[Stored entries]

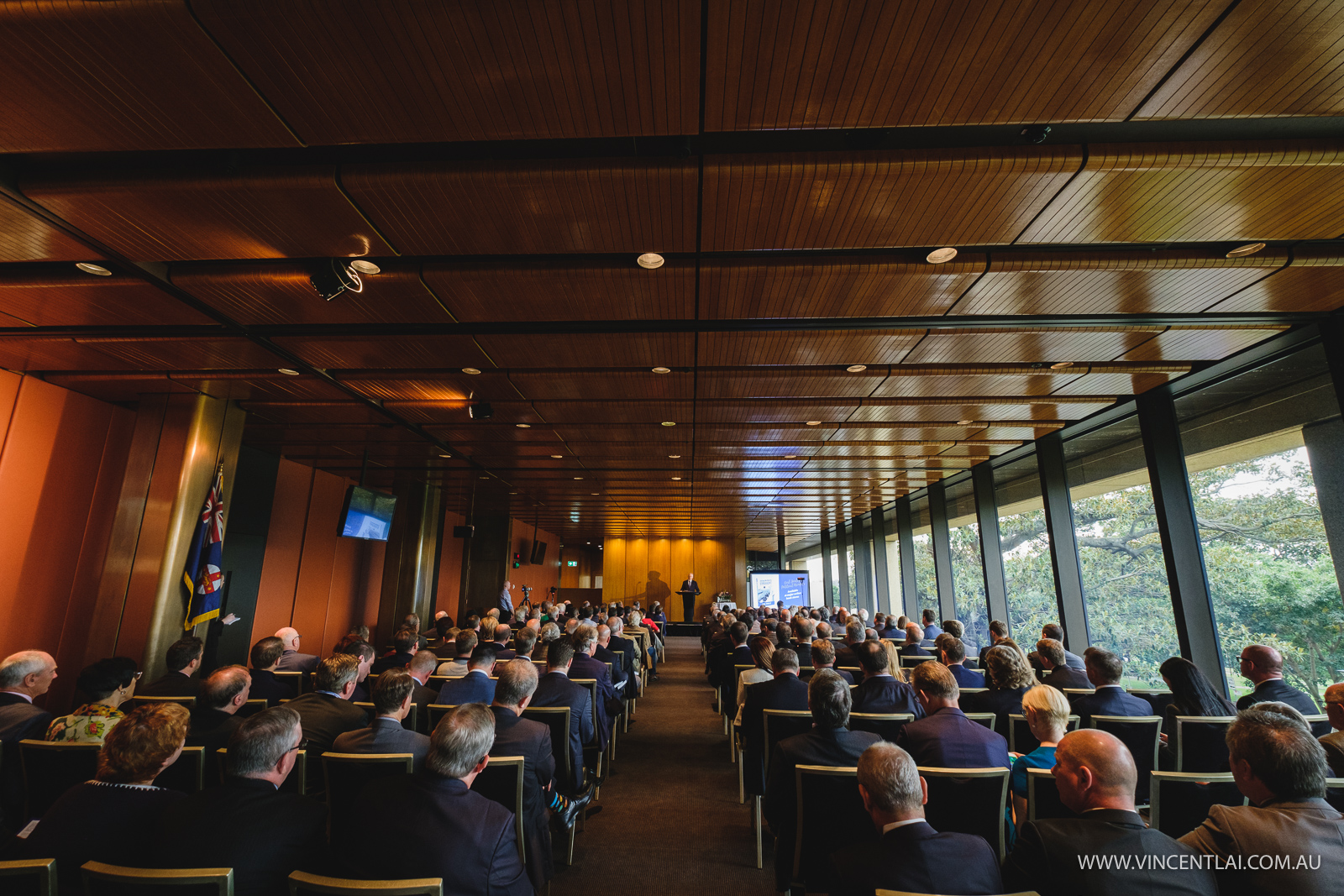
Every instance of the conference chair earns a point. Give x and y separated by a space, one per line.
112 880
1043 795
830 810
51 768
1142 736
1179 801
968 801
501 781
302 883
1202 743
37 876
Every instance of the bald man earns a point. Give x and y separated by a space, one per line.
1095 777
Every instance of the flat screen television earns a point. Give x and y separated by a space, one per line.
367 513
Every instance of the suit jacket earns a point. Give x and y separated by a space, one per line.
885 694
172 684
475 687
269 688
385 735
918 859
1299 829
555 689
1046 859
250 826
517 736
1109 700
427 825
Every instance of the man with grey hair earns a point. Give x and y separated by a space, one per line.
432 824
911 856
1281 770
248 822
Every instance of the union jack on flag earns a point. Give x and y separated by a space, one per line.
202 574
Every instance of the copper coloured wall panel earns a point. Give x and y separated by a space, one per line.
835 286
879 199
517 207
1267 58
1200 192
131 74
260 212
409 71
557 291
843 63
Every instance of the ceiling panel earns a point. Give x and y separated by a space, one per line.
880 199
844 63
517 207
257 212
409 71
1191 192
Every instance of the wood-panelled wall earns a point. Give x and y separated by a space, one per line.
313 579
62 459
649 570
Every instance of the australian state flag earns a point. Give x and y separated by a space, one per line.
202 577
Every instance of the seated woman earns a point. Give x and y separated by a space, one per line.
1047 716
105 820
108 684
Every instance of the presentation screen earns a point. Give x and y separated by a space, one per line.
768 587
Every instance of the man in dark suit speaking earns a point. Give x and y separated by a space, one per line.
690 590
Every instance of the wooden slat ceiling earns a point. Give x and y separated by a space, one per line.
793 161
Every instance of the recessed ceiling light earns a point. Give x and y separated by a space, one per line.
1242 251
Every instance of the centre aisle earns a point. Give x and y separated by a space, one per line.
671 821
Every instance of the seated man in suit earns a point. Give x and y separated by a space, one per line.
1058 673
882 691
393 699
911 856
1104 672
830 743
1281 770
432 824
476 685
952 653
246 824
945 738
555 689
183 663
214 719
265 660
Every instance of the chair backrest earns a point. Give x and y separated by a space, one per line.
885 725
1202 743
501 781
830 810
1179 801
302 883
102 879
51 768
1043 795
968 801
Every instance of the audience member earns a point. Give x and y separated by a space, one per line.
108 684
183 663
911 856
393 700
1281 770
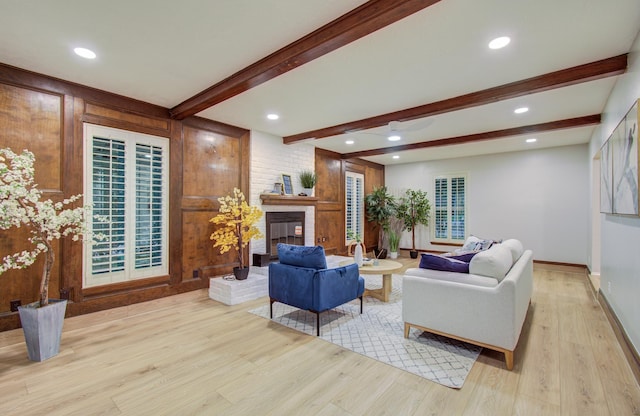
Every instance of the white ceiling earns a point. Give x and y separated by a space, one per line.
164 52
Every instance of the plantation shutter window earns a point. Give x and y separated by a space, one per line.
127 183
354 205
450 208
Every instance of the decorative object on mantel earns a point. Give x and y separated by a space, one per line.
413 209
21 204
308 180
277 189
287 183
380 206
237 221
288 200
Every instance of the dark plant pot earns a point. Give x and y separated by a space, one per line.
42 327
241 274
380 254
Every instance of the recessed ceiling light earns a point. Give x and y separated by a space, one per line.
85 53
500 42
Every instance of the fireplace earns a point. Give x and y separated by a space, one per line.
283 227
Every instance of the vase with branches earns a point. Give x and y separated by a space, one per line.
413 208
22 205
380 208
237 220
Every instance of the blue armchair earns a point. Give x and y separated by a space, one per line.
302 280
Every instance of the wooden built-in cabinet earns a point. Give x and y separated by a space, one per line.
330 191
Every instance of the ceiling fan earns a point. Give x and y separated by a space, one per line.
395 130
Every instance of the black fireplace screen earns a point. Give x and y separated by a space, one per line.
284 227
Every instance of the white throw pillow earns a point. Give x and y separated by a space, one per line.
494 262
515 246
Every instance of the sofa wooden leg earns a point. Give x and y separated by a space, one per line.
508 358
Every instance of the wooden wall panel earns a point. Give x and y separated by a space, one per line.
198 253
33 120
208 159
212 163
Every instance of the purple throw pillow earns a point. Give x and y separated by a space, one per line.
466 257
447 264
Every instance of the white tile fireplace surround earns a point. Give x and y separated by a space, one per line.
270 158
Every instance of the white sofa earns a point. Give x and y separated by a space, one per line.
486 307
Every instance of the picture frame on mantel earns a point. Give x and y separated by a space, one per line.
287 184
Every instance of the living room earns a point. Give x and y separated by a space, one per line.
547 197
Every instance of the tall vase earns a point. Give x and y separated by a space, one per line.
357 255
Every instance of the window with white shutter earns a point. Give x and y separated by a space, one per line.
450 208
354 204
127 181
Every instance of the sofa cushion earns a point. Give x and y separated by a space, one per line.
494 262
515 246
444 263
302 256
468 279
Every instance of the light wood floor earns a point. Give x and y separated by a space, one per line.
189 355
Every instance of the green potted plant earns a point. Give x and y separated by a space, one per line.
380 207
308 181
237 221
413 209
21 205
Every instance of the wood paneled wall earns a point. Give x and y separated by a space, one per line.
330 189
207 160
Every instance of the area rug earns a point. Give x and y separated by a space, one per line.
378 334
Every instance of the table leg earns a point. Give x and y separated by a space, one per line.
382 293
386 287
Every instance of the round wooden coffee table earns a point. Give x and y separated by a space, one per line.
384 267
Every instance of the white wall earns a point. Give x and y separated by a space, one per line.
620 236
270 158
540 197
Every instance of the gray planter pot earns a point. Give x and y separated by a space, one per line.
42 328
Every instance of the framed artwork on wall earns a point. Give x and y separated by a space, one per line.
624 149
606 180
288 184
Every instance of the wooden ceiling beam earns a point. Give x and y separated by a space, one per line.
359 22
563 78
477 137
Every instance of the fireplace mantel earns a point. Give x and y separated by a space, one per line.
291 200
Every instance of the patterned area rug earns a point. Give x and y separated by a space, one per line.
378 334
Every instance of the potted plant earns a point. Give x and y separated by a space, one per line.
380 207
308 181
413 209
237 221
21 205
394 242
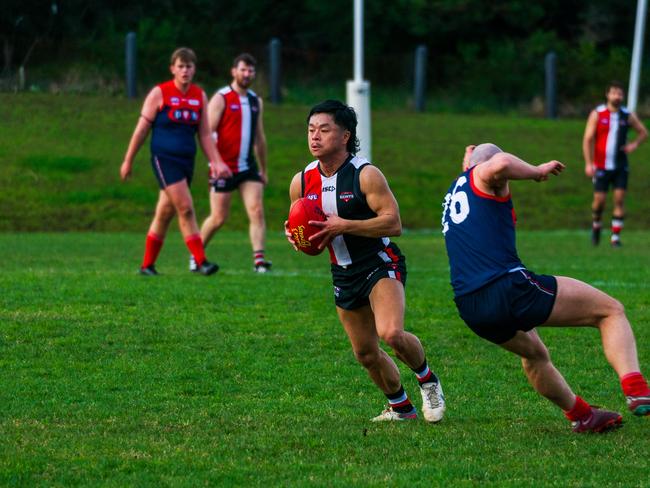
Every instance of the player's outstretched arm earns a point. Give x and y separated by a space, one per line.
380 199
218 169
588 141
147 116
260 143
505 166
642 134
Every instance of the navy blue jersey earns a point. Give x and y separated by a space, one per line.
479 232
177 122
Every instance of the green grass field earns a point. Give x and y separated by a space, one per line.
60 158
113 379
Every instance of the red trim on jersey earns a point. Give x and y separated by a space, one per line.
229 130
189 102
482 194
602 134
391 254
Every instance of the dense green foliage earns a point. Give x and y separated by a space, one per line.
112 379
60 159
480 55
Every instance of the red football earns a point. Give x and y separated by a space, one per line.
300 213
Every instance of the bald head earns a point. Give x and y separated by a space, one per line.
482 153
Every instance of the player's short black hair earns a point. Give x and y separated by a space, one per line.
344 116
246 58
614 84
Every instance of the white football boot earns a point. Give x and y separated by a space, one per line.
433 401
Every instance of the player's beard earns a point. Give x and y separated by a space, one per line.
244 82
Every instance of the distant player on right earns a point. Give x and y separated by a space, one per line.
605 149
503 302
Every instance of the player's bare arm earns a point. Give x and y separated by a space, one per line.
142 128
218 169
380 199
493 175
260 144
588 141
641 131
294 194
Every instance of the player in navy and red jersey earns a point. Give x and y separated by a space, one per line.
503 302
236 119
605 149
368 271
175 111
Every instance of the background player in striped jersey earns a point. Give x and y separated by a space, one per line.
236 119
605 149
503 302
175 111
368 270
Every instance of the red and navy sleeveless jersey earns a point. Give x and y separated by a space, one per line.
340 194
479 232
236 130
611 136
177 121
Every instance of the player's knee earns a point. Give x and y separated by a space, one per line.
534 356
367 357
166 213
256 213
393 337
217 220
185 211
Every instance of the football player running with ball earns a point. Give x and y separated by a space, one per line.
503 302
368 271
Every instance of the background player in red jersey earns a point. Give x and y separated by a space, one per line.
605 150
503 302
236 114
368 270
176 111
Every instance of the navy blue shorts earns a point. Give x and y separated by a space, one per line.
519 300
616 178
227 185
353 284
171 170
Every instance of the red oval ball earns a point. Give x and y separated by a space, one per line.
300 213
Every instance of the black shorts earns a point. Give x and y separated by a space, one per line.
617 178
227 185
171 170
519 300
353 284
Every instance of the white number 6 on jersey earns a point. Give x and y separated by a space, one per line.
457 204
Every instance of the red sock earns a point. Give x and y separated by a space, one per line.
634 384
195 245
580 410
152 247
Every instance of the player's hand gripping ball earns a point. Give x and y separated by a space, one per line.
300 213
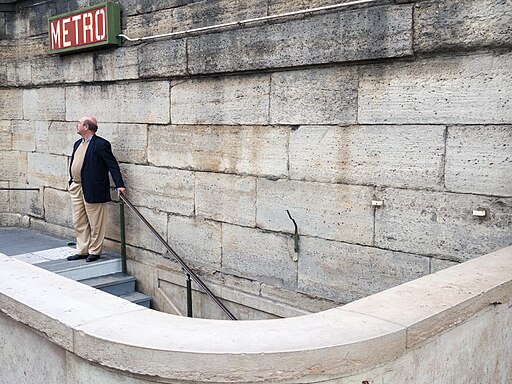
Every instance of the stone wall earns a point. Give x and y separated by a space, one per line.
221 133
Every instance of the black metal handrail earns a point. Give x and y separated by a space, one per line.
180 261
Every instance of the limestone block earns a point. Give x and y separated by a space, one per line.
229 149
402 156
137 233
195 240
27 354
442 224
337 212
23 135
462 25
120 64
227 198
143 102
360 34
56 137
169 190
478 160
11 104
263 256
13 166
346 272
44 104
129 141
163 58
57 207
228 100
5 135
206 13
26 202
314 96
45 170
446 90
149 24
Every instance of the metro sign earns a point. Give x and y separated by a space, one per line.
87 28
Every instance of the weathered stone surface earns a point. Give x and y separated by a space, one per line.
45 170
144 102
195 240
478 160
199 14
57 207
361 34
121 64
23 135
259 255
129 141
56 137
44 104
169 190
247 149
163 58
137 233
314 96
345 272
442 224
227 198
227 100
337 212
440 25
11 104
13 166
447 90
149 24
401 156
5 135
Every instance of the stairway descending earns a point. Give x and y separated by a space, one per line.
104 274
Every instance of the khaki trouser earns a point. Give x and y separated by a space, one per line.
89 222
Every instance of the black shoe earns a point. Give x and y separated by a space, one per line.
92 258
77 257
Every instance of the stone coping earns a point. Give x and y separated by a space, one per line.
114 333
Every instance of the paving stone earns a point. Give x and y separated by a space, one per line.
44 104
263 256
227 198
314 96
228 100
442 90
11 104
195 240
361 34
141 102
442 224
478 160
169 190
228 149
346 272
402 156
465 25
337 212
45 170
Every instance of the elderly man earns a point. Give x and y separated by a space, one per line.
89 187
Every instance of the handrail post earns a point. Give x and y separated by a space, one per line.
189 296
123 236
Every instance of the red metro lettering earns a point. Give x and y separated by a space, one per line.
79 29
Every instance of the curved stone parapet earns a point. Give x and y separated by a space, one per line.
364 337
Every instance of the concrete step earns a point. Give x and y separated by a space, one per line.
116 284
138 298
108 264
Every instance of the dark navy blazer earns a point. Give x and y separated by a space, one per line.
98 162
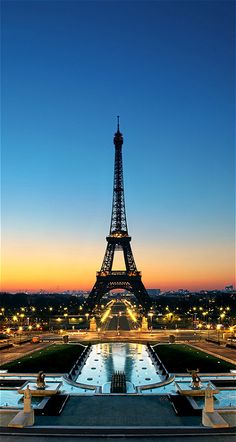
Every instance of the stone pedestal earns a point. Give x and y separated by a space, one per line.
210 417
24 418
92 325
144 326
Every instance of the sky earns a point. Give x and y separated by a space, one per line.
68 69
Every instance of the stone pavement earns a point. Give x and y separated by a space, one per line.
182 438
226 353
118 411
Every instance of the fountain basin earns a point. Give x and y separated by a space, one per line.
50 389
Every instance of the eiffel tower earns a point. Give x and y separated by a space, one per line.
118 239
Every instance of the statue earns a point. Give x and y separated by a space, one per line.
144 326
209 399
92 324
40 380
27 400
196 381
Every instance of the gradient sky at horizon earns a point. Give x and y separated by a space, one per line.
68 68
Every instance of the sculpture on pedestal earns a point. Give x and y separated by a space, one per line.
41 380
92 324
144 326
196 381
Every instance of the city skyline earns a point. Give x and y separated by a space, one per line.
167 68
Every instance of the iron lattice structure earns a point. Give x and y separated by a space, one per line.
118 239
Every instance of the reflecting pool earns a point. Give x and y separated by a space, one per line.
106 358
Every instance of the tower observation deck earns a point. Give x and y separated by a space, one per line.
118 239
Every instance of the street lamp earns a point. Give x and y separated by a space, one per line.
151 316
208 330
218 327
20 331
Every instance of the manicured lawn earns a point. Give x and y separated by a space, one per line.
177 358
54 359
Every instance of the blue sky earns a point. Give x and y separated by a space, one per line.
167 68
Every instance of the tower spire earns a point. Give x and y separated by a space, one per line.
118 239
118 123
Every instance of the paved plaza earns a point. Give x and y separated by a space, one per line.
118 411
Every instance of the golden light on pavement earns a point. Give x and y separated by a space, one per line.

EXERCISE INSTRUCTIONS →
Only the lines from the one holding "Every instance of the paved" to the end of the entries above belong in the answer, each copied exactly.

WRITTEN RESPONSE →
Every instance of the paved plaza earns a point. Give x and y separated by a space, one per line.
118 411
Every instance of the golden light on pavement earns a point. Give x and y separated by a space, one per line.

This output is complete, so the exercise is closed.